● Excerpt provided:
....................

Called to give evidence Gda Leonard said that in the early hours of January 1 2014 at Rathmullen Park he met Farrell in the hallway crying.

“I asked her had she stabbed her boyfriend and she replied she did. In the kitchen I observed blood on the floor and in the kitchen sink, there was a number of items including two knives and watered down blood," said Gda Leonard.

The court heard Farrell was then placed in the back of a patrol car which went to her mother's house, also in Rathmullen Park.

Another witness was Garda Joanna Maguire of Drogheda garda station who told defence counsel Mr Derek Kenneally SC: "She said the nearest thing she could see was a knife and she picked it up and said she stabbed him three or four times.”

Also called to give evidence was Deputy State Pathologist Michael Curtis who told the murder trial jury that the deceased was stabbed four times, with the fatal blow being an 18cm deep stab wound to his left shoulder which penetrated his lung.

Dr Curtis said he also examined two of the knives found at the scene and how the bigger of the two knives was over 31cm in length with a blade of 20cm long. It was single edged and non-serrated with the handle damaged near the hilt.

Mr Clarke read four interviews to the court which were conducted with Farrell where the 42 year old told gardai that she got a knife and "stuck it in" her partner during the physical fight.

Last week Farrell was called to give evidence by her defence counsel and she told the jury that she was sexually abused by a named man from the age of seven and did not tell anyone about it until she was 14 years of age.

Farrell who was diagnosed with schizophrenia eight years ago also said she took to drinking at 14 years of age to "block" out being sexually abused as a child.

Giving evidence in the trial, she told the court that she was "scared for her life" when the deceased allegedly raped her and began to strangle her "to death" following the verbal argument.

The accused then told her defence counsel how she thought she was going to die and was afraid.

The court then heard as "Quilly" was standing at the kitchen door, Farrell walked six steps to the kitchen sink where she picked up a steak knife, the largest of the knifes.

Mr McQuillan asked his partner to call an ambulance for him, instead she went back to the kitchen to wash her hands.

Later Farrell said she followed "Quilly" outside the front of the house where he was lying on the grass and put her hand on his knee and said she was "so sorry" as she roared crying.

....................

● What the task requires:
Extend the murder trial report, starting after its last sentence.

[Saved entries]

....................

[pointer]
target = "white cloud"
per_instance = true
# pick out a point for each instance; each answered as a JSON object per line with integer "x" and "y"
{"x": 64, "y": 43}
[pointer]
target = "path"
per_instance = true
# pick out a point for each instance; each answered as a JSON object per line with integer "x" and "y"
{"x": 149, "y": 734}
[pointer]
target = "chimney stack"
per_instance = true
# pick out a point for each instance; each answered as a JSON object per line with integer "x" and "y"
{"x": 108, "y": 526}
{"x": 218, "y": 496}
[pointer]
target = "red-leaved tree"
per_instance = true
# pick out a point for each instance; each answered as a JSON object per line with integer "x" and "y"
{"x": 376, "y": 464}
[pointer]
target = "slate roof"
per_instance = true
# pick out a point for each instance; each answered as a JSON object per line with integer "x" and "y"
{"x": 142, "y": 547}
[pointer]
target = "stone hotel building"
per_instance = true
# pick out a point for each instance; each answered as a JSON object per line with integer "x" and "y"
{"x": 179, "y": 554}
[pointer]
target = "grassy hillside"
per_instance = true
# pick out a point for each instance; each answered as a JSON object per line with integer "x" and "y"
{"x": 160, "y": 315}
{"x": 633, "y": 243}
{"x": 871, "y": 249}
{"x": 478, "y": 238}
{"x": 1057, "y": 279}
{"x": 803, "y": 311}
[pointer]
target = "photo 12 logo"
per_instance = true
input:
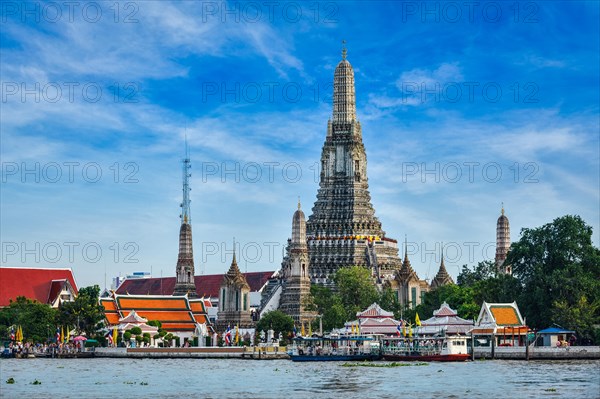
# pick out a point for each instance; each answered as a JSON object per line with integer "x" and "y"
{"x": 55, "y": 92}
{"x": 470, "y": 11}
{"x": 454, "y": 172}
{"x": 68, "y": 252}
{"x": 69, "y": 172}
{"x": 69, "y": 11}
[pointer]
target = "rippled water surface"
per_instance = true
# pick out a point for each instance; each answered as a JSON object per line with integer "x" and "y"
{"x": 174, "y": 378}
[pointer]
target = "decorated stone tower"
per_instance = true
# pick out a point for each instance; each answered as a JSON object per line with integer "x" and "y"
{"x": 502, "y": 243}
{"x": 442, "y": 277}
{"x": 234, "y": 299}
{"x": 184, "y": 280}
{"x": 343, "y": 230}
{"x": 295, "y": 272}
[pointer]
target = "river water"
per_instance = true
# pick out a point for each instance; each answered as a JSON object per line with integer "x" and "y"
{"x": 216, "y": 378}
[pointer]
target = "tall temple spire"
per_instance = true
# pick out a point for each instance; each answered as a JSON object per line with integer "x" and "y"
{"x": 343, "y": 229}
{"x": 186, "y": 216}
{"x": 184, "y": 280}
{"x": 344, "y": 97}
{"x": 502, "y": 242}
{"x": 295, "y": 273}
{"x": 442, "y": 277}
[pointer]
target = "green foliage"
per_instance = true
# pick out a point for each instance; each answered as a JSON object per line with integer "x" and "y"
{"x": 559, "y": 269}
{"x": 326, "y": 303}
{"x": 276, "y": 320}
{"x": 355, "y": 288}
{"x": 84, "y": 312}
{"x": 483, "y": 271}
{"x": 38, "y": 320}
{"x": 354, "y": 292}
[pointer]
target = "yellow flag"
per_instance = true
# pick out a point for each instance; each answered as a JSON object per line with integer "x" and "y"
{"x": 115, "y": 335}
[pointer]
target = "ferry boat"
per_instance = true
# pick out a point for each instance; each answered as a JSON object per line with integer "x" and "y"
{"x": 334, "y": 348}
{"x": 426, "y": 349}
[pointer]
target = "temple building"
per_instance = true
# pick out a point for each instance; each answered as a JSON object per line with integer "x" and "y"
{"x": 442, "y": 277}
{"x": 234, "y": 300}
{"x": 500, "y": 324}
{"x": 373, "y": 320}
{"x": 407, "y": 284}
{"x": 343, "y": 229}
{"x": 51, "y": 286}
{"x": 445, "y": 321}
{"x": 181, "y": 311}
{"x": 502, "y": 243}
{"x": 179, "y": 315}
{"x": 293, "y": 287}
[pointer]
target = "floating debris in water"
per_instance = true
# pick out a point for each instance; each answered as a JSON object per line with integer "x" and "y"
{"x": 393, "y": 364}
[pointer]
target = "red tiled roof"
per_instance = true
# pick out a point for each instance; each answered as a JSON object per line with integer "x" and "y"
{"x": 206, "y": 285}
{"x": 33, "y": 283}
{"x": 505, "y": 315}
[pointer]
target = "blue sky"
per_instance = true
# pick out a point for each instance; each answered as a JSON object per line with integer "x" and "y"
{"x": 464, "y": 105}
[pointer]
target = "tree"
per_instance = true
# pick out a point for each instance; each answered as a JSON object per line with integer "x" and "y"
{"x": 84, "y": 312}
{"x": 281, "y": 323}
{"x": 559, "y": 269}
{"x": 354, "y": 292}
{"x": 356, "y": 289}
{"x": 37, "y": 320}
{"x": 483, "y": 271}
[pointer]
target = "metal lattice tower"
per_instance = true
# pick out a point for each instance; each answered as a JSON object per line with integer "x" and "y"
{"x": 185, "y": 282}
{"x": 186, "y": 216}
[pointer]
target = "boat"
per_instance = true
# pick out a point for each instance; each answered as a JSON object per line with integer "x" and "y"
{"x": 426, "y": 349}
{"x": 334, "y": 348}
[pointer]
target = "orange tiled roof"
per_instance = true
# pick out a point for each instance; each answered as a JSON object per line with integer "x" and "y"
{"x": 483, "y": 330}
{"x": 174, "y": 313}
{"x": 152, "y": 303}
{"x": 505, "y": 315}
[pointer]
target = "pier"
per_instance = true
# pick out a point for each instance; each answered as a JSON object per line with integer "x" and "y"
{"x": 258, "y": 353}
{"x": 538, "y": 353}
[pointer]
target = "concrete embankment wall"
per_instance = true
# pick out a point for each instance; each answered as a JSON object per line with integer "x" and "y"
{"x": 195, "y": 353}
{"x": 540, "y": 353}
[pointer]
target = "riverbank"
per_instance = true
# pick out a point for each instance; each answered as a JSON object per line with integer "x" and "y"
{"x": 233, "y": 352}
{"x": 539, "y": 353}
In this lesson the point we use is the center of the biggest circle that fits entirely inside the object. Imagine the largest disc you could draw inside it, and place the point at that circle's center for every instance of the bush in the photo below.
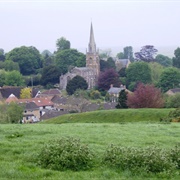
(150, 159)
(66, 153)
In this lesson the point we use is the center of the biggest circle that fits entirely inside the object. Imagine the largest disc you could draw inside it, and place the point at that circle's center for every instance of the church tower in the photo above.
(92, 56)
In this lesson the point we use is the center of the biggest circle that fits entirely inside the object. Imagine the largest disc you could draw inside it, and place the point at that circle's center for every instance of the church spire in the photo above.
(92, 44)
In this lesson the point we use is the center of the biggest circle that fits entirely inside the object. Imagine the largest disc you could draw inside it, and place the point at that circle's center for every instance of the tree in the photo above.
(15, 113)
(75, 83)
(122, 100)
(176, 59)
(169, 79)
(163, 60)
(2, 77)
(2, 56)
(108, 77)
(50, 75)
(145, 96)
(69, 57)
(120, 55)
(63, 44)
(10, 65)
(156, 71)
(128, 53)
(28, 58)
(138, 72)
(26, 93)
(14, 78)
(146, 53)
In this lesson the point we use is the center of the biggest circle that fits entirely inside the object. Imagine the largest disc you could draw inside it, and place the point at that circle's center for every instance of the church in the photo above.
(91, 72)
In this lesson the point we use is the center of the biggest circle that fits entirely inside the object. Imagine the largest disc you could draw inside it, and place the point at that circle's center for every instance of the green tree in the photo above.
(63, 44)
(28, 58)
(176, 59)
(75, 83)
(69, 57)
(128, 53)
(10, 65)
(122, 100)
(120, 55)
(2, 56)
(26, 93)
(15, 113)
(50, 75)
(2, 77)
(14, 78)
(138, 72)
(156, 71)
(169, 79)
(163, 60)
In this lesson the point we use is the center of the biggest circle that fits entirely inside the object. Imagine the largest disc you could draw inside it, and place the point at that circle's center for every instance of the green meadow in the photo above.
(20, 144)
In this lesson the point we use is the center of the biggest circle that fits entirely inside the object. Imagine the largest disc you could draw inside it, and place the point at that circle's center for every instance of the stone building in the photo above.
(91, 72)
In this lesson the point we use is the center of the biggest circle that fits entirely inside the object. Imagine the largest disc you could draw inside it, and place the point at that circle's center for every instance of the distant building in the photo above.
(91, 72)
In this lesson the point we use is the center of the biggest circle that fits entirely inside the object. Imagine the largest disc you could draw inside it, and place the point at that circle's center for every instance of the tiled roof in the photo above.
(38, 101)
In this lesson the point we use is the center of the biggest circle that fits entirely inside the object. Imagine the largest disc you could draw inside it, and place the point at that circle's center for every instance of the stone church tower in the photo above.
(92, 56)
(91, 72)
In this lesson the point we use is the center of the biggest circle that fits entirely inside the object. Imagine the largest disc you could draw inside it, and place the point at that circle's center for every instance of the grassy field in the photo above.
(20, 144)
(113, 116)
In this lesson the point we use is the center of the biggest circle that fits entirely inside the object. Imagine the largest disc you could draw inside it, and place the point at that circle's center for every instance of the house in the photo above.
(114, 92)
(31, 113)
(122, 63)
(173, 91)
(50, 93)
(6, 91)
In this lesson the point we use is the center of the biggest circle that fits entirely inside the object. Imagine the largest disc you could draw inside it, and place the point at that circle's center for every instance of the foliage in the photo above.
(14, 113)
(95, 94)
(156, 71)
(108, 77)
(163, 60)
(2, 77)
(63, 44)
(14, 78)
(122, 100)
(150, 159)
(169, 79)
(50, 75)
(28, 58)
(26, 93)
(66, 154)
(145, 96)
(69, 57)
(173, 101)
(75, 83)
(9, 65)
(176, 59)
(146, 53)
(138, 72)
(173, 116)
(113, 116)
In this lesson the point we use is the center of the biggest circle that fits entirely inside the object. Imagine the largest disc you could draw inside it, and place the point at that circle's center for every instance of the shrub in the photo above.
(150, 159)
(66, 153)
(145, 96)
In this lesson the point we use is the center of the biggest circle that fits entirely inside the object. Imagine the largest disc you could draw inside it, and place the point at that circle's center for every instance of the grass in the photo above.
(113, 116)
(20, 144)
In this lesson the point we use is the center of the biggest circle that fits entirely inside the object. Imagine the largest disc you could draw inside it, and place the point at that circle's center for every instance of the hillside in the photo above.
(112, 116)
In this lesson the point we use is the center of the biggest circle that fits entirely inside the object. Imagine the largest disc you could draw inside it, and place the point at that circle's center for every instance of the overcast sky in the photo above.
(116, 23)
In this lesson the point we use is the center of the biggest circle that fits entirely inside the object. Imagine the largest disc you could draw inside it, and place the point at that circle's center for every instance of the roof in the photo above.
(38, 101)
(115, 90)
(51, 92)
(11, 98)
(8, 90)
(175, 90)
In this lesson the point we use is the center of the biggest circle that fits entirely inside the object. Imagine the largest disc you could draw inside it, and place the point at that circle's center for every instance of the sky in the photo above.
(116, 23)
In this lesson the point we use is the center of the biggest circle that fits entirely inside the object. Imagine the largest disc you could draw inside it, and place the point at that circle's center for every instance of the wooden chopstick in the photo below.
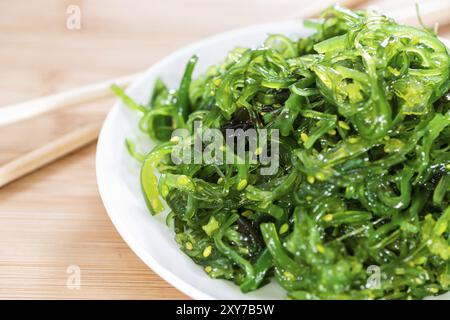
(29, 109)
(431, 12)
(48, 153)
(85, 135)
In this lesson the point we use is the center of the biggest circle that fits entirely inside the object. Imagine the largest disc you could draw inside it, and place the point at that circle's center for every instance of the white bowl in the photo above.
(118, 173)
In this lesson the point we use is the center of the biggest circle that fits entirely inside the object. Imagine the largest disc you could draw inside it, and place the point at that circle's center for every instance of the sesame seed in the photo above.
(207, 251)
(304, 137)
(284, 228)
(343, 125)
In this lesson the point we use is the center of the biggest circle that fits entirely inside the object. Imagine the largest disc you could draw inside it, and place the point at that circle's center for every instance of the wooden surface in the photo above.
(54, 218)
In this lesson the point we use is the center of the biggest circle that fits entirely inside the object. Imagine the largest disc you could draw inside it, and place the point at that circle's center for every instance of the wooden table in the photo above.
(54, 218)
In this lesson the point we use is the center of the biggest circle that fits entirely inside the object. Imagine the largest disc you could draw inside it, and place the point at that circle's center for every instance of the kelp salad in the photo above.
(363, 110)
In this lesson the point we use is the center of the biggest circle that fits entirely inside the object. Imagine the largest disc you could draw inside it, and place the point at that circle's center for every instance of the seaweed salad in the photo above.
(362, 107)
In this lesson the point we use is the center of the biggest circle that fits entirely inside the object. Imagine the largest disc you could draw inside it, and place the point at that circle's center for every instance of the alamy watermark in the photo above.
(239, 146)
(73, 281)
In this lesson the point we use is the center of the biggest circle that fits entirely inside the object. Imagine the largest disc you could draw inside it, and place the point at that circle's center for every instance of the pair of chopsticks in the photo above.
(433, 10)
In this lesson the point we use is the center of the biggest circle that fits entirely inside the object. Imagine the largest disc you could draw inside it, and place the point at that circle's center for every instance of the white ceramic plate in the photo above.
(118, 173)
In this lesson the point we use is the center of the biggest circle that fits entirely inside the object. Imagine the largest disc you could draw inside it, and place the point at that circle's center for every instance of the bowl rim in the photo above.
(102, 176)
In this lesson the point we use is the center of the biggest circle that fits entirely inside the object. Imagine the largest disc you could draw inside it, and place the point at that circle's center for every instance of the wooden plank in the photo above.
(54, 218)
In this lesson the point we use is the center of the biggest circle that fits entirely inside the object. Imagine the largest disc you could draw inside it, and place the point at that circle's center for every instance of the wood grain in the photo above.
(54, 218)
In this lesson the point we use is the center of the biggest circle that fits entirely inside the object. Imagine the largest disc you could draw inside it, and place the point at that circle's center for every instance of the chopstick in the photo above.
(87, 134)
(48, 153)
(30, 109)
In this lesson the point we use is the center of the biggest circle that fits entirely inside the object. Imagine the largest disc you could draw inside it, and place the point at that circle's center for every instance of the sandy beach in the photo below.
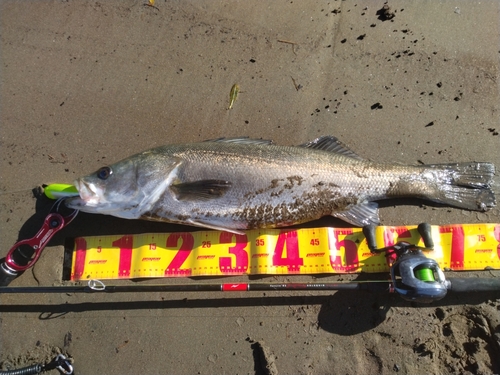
(87, 83)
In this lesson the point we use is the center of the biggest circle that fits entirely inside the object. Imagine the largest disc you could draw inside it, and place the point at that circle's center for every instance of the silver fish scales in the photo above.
(236, 184)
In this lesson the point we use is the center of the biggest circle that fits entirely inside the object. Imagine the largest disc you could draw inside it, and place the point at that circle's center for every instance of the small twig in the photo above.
(289, 42)
(297, 86)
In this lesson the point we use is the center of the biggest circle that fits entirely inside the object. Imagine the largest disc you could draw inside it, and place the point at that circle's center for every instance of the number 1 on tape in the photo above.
(303, 251)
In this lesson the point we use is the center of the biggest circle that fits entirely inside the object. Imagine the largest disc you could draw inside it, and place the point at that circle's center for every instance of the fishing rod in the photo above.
(455, 285)
(413, 276)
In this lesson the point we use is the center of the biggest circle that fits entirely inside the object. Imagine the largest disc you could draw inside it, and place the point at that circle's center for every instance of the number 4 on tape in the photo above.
(303, 251)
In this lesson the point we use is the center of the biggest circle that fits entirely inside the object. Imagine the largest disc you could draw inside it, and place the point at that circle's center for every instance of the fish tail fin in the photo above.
(463, 185)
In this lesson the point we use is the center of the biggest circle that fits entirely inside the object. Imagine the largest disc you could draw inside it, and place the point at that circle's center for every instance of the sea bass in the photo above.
(234, 184)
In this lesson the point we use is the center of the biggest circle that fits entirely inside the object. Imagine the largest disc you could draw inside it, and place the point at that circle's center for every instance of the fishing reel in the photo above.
(414, 276)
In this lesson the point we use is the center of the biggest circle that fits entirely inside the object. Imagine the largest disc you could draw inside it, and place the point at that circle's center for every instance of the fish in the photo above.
(237, 184)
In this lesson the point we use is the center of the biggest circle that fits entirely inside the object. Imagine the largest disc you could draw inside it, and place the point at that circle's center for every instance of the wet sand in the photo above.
(86, 83)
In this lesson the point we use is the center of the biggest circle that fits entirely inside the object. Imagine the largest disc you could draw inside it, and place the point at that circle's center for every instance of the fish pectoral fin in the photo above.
(200, 190)
(199, 223)
(361, 214)
(331, 144)
(242, 141)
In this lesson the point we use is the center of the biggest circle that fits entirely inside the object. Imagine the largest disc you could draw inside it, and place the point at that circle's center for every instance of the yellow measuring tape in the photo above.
(278, 252)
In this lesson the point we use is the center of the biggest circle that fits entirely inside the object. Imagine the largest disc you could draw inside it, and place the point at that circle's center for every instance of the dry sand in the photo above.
(85, 83)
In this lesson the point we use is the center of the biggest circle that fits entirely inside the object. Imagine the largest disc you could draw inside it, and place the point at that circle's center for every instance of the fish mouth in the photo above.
(89, 195)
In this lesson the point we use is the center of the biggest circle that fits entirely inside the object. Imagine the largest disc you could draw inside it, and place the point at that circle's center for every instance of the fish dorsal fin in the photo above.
(331, 144)
(242, 141)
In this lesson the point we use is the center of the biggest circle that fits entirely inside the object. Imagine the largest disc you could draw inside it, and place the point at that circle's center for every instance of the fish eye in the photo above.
(104, 173)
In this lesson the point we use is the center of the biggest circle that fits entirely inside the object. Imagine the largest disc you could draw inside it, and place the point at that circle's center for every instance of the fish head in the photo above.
(125, 189)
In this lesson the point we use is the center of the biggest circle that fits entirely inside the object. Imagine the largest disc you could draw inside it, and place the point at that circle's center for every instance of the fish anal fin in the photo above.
(361, 214)
(212, 225)
(200, 190)
(242, 141)
(331, 144)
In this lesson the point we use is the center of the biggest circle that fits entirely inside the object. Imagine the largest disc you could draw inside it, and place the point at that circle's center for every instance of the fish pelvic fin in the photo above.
(212, 225)
(362, 214)
(200, 190)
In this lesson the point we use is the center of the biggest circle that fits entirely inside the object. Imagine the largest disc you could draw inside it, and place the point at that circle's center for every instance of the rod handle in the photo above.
(425, 230)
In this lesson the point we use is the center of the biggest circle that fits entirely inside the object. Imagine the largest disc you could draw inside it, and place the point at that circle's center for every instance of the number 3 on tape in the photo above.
(303, 251)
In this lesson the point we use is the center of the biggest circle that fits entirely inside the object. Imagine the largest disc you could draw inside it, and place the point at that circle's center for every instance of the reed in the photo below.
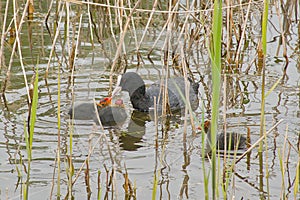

....................

● Expected answer:
Later that night in her mother's house Farrell went to the bathroom and noticed that her neck was "black and blue from left to right", as well as a mark on her jaw and a bump on her head.

"Why didn't you tell gardai that Wayne had sexually assaulted and raped you?" put Mr Kenneally to the accused.

"Because I didn't want to believe it, because it happened me before," said Farrell.

The court heard it was before last Christmas when she eventually told her sister what Mr McQuillan had allegedly done to her that night.

In cross examination Mr Clarke accused her of telling "deliberate lies to the jury": "I suggest this didn't happen, you made this up so the jury will believe you and it will affect the outcome of your case.”

The accused replied saying: "I'm not lying."

This week consultant forensic psychiatrist Brenda Wright told the murder trial jury that in her expert opinion, the mental disorder suffered by the accused, substantially diminished her responsibility of stabbing the deceased.

"It’s my opinion she has a mental disorder, post-traumatic stress disorder. It is my opinion that her mental disorder impaired her from being unable to exercise self-control," said Dr Wright.

However consultant forensic psychiatrist at the Central Mental Hospital Dr Sally Linehan who was called by the prosecution said in her expert opinion the accused had the capacity to form intent and wasn't impaired by her mental disorder on the night of the offence.

In his closing speech the prosecution counsel told the jury that the alleged childhood abuse suffered by the accused had "little to do with the murder of" the deceased and it was “a lie” that Mr McQuillan sexually attacked her.

While the defence counsel said the jury had "ample scope for doubt in this case."